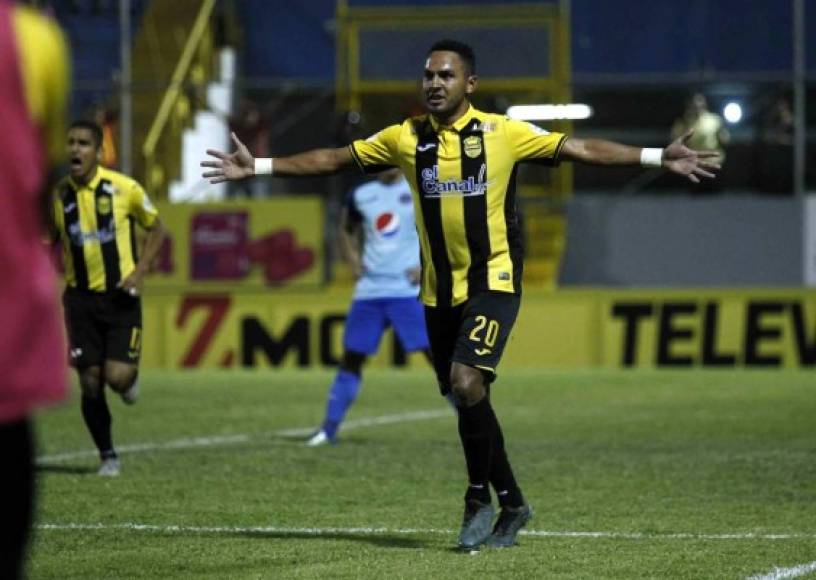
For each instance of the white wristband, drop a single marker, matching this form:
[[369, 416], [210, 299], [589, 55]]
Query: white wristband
[[263, 165], [650, 157]]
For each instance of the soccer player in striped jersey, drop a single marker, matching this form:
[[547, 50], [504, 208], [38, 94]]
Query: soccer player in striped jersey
[[95, 213], [461, 165]]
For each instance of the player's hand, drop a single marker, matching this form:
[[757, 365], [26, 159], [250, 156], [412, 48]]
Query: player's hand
[[678, 158], [414, 275], [230, 166]]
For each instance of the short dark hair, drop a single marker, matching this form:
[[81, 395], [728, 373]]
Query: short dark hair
[[464, 51], [94, 128]]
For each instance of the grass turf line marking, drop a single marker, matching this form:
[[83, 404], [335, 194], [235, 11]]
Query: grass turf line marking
[[782, 573], [190, 442], [363, 531]]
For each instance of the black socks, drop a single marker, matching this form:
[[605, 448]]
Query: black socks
[[98, 420], [483, 444]]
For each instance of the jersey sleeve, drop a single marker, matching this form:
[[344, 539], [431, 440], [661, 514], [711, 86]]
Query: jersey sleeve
[[45, 70], [379, 151], [529, 142], [141, 207]]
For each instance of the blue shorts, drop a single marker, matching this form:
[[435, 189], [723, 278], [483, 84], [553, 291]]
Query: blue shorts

════════════════════

Switch every "drop a single marker" in the records above to "place one point" and write them out again with nothing else changed. Leave the pictures out.

For each instance of the white wristband, place one point, matching this form:
[[369, 416], [210, 299], [589, 55]]
Query: white wristband
[[263, 165], [650, 157]]
For each instance of the soccer player in striped jersey, place one point, matching this form:
[[547, 50], [504, 208], [38, 94]]
Query: soccer player in striped jersey
[[95, 213], [461, 165]]
For each instance of the player's hand, place one point, matching this form:
[[757, 365], [26, 159], [250, 156], [412, 48]]
Query: player's hand
[[678, 158], [414, 275], [230, 166]]
For each instance of the short dark hair, place one point, matching this form:
[[81, 395], [728, 373]]
Query: short dark hair
[[464, 51], [94, 128]]
For each instance of the grass turf line marking, place one point, matching this form:
[[83, 404], [335, 194], [235, 11]]
Query: grass turf line marking
[[782, 573], [190, 442], [363, 531]]
For each instance of the black socks, place one point, matching this form:
[[605, 448]]
Query: black socks
[[98, 420], [483, 444]]
For each instance of the jersey sleeve, place one point, matching this form:
[[344, 539], [431, 440], [661, 514], [711, 86]]
Query: jersey sleeve
[[45, 70], [379, 151], [529, 142], [141, 207]]
For each instance of the blue shorts, place one point, matching this form:
[[435, 189], [723, 278], [483, 84], [553, 291]]
Query: blue shorts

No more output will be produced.